··· TESTO DI PARTENZA
Senza Cucina & Ironia, il blog di Cibitalia (che non conoscevo, ma così, su due piedi, pare un’Esperya in piccolo, quella di Tombolini, quella che non c’è più) non sarei mai venuto a conoscenza delle fasi del processo di produzione della gran parte degli olii di semi:
Curiosi di sapere come viene prodotto l’Olio di semi, quello, per intendersi, dove annegano quintali di patatine e fritture di pesce (rigorosamente congelate) che tanto piacciono ai nostri bambini?
Et voilà:
- Prima di tutto occorre un solvente che tiri via dai semi l’olio. Si usa la benzina, che presenta il trascurabile incoveniente di produrre sostanze tipo resine e gomme che andavano bene per la mummificazione dei faraoni ma che il nostro stomaco non sopporta tanto bene.
- Si aggiunge quindi un nonnulla di acido fosforico per spazzar via le gomme prodotte dalla benzina. A questo punto si è ottenuto un olio ottimo per tirare a lucido le padelle di rame e le cornici d’argento. Occorre quindi ridurne l’acidità.
- Ci soccorre la soda caustica, che trasforma il nostro lucidante in un eccellente bagnoschiuma per le pelli secche.
- Trattiamo il bagnoschiuma con acqua tecnologica (?) per eliminare la saponificazione e magicamente otteniamo un olio che per odore, densità e colore, assomiglia a quello appena tirato fuori dal motore di un trattore.
- Fase della decolorazione: si fa con terre attivate da acido cloridrico. Cioè acido muriatico. Si separano i fanghi colorati ed ecco che il nostro olio assume l’aspetto dell’olio alimentare. Odore e sapore però lasciano molto a desiderare.
······
··· DATI FORNITI
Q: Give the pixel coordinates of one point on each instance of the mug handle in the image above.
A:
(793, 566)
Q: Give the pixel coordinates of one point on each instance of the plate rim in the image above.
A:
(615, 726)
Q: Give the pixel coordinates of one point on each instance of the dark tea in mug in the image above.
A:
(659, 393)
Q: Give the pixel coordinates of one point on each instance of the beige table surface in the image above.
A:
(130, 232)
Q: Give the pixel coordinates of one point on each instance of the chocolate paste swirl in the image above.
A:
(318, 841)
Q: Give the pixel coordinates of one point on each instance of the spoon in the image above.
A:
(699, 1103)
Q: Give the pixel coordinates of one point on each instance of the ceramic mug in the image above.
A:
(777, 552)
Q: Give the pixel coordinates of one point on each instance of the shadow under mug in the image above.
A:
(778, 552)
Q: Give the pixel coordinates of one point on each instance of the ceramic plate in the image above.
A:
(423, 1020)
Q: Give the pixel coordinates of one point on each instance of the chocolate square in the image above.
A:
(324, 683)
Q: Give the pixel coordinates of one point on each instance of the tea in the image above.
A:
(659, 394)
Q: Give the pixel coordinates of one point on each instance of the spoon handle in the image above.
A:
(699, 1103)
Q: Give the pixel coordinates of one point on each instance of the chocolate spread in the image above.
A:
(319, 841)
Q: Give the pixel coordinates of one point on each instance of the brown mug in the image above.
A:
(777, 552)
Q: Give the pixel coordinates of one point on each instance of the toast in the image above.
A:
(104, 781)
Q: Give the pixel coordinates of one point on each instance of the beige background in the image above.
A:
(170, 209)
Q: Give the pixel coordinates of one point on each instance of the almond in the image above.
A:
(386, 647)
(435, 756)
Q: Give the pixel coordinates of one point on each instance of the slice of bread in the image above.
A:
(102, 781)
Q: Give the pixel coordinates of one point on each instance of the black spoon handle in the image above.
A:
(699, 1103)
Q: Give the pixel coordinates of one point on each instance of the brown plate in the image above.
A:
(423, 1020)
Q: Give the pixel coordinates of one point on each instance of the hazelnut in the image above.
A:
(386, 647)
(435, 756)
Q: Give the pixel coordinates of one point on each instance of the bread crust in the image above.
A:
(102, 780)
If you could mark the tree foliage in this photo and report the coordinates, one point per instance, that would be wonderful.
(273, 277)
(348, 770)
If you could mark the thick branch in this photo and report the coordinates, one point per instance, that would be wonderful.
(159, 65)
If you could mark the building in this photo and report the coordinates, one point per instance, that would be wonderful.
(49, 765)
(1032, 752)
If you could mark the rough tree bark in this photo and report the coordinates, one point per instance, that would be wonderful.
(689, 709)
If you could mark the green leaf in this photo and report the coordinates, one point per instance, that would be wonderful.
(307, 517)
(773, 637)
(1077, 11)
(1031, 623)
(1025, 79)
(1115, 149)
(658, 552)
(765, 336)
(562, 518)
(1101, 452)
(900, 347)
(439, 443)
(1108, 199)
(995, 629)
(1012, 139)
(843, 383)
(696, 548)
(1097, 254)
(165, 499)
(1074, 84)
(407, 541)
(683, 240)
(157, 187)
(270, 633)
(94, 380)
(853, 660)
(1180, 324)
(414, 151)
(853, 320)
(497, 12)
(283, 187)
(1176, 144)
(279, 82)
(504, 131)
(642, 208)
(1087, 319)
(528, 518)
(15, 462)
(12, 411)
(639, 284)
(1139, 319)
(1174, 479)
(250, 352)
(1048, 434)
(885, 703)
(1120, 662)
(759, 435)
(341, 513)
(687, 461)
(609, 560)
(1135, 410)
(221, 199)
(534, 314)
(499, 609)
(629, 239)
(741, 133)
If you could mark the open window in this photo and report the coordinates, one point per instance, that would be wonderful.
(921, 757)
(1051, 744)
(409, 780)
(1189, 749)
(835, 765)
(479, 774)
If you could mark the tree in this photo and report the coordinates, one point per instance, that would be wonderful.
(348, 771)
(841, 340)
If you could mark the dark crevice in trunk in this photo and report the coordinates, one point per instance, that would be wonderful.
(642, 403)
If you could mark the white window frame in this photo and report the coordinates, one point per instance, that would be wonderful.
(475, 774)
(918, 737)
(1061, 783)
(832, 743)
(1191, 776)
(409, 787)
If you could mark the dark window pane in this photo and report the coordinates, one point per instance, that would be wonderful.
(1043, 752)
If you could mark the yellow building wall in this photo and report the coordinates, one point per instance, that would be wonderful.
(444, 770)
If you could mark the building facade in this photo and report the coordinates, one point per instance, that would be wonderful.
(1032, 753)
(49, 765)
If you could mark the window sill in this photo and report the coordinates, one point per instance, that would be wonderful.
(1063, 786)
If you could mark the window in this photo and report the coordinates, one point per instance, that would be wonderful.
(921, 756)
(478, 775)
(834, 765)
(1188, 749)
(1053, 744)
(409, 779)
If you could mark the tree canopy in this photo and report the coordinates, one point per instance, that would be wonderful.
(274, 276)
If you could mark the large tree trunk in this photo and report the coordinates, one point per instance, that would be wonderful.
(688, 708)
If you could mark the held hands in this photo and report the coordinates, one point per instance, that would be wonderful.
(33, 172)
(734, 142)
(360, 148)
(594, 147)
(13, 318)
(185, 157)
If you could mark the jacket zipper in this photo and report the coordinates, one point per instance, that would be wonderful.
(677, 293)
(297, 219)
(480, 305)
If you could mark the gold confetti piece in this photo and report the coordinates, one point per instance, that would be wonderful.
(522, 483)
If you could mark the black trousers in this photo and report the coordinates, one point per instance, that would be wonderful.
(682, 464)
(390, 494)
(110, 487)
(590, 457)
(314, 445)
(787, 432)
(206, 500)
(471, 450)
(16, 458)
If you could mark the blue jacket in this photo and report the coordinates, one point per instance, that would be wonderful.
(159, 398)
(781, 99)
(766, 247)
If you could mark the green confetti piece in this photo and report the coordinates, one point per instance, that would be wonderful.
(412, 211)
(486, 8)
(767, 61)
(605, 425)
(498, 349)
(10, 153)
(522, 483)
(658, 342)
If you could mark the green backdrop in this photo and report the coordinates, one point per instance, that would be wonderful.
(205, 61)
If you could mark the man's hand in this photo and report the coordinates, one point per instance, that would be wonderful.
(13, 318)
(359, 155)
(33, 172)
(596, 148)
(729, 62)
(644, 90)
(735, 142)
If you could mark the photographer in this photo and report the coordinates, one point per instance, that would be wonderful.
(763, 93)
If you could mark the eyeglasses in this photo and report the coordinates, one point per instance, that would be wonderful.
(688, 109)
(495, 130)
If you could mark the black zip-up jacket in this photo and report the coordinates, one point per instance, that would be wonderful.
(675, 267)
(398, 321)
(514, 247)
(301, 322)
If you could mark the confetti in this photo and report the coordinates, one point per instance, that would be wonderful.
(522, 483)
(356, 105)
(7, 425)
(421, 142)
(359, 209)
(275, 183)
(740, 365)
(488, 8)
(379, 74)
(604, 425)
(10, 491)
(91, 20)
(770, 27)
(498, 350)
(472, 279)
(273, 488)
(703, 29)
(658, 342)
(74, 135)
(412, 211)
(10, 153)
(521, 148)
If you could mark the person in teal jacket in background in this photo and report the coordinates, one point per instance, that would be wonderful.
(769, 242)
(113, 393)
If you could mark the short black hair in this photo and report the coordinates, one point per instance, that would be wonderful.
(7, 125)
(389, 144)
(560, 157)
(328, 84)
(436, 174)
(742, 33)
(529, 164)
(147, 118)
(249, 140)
······
### CONSEGNA A
Nel testo sull'olio di semi, elenca tutte le sostanze usate per trattare i semi o l'olio nelle varie fasi.
### CONSEGNA B
Scrivi il seguito del testo sull'olio di semi a partire da dove si ferma.

### RISPOSTA A
- benzina
- acido fosforico
- soda caustica
- acqua tecnologica
- terre attivate da acido cloridrico (acido muriatico)

### RISPOSTA B
- E quindi che si fa? Si mette il deodorante, è chiaro! Poi si aggiunge l’acido citrico per eliminare il sapore raccapricciante e gli eventuali residui di sapone. Questi precipitano sul fondo dando vita al miglior detersivo per piatti che abbiate mai sperimentato. Il resto è quello che finisce in bottiglia e poi in padella.
Fantahorror culinario? Terrorismo gastronomico? No. È il normale ciclo produttivo dell’Olio di Semi e dell’Olio di Sansa. Il tutto rigorosamente a norma delle leggi vigenti. Ad onor del vero, si può anche produrre un ottimo olio di semi senza scomodare la chimica ma per semplice pressione. Ma i macchinari adatti allo scopo sono costosissimi e l’olio che se ne ricava è ancora più caro dell’olio d’oliva.
…Che è un po’ come dire: cosa uso per togliere quella macchia di cioccolato dal divano? La Cocacola! E come tolgo la macchia di Cocacola? Con la benzina! E per far venire via la macchia di benzina? Ci butto su un po’ d’olio! E come faccio sparire la patacca d’unto? (ad libitum)
capisco che faccia un po’ impressione, ma vista con gli occhi di un chimico non è poi così impressionante. vi assicuro che i cibi sono più sicuri di quanto si creda di solito. il problema di questa lavorazione è che si perdono molti micronutrienti (vitamine, carotenoidi, etc.)
Eccerto che ci si rimane male…anzi fa addirittura schifo…è proprio vero che alle volte è meglio non sapere che si mangia…
E improvvisamente, mi tornano in mente due puntate di report, sull’olio d’oliva…
http://www.report.rai.it/2liv.asp?s=93
http://www.report.rai.it/2liv.asp?s=158
Purtroppo è risaputo. E, in parte, vale anche per l’olio di oliva. Ecco perchè l’olio di semi costa così poco. Semplicemente, andare in un supermercato NaturaSi (chi può) e comprare gli olii spremuti a freddo. Naturalmente quello che fa meglio è quello di Lino. Per friggere, comunque, quello più indicato è l’extravergine di oliva. Per chi se lo può permettere, obviously…
Forse visto dagli occhi di Al’ il Chimico questo processo potrebbe non essere così impressionante … Del resto se si perdono le vitamine i carotenoidi ect. ect. ect. che rimane se non la BENZINA – L’ACIDO FOSFORICO – SODA CAUSTICA – L’ACIDO MURIATICO …..
Looptrain!!!
Beata ingenuità!!! :)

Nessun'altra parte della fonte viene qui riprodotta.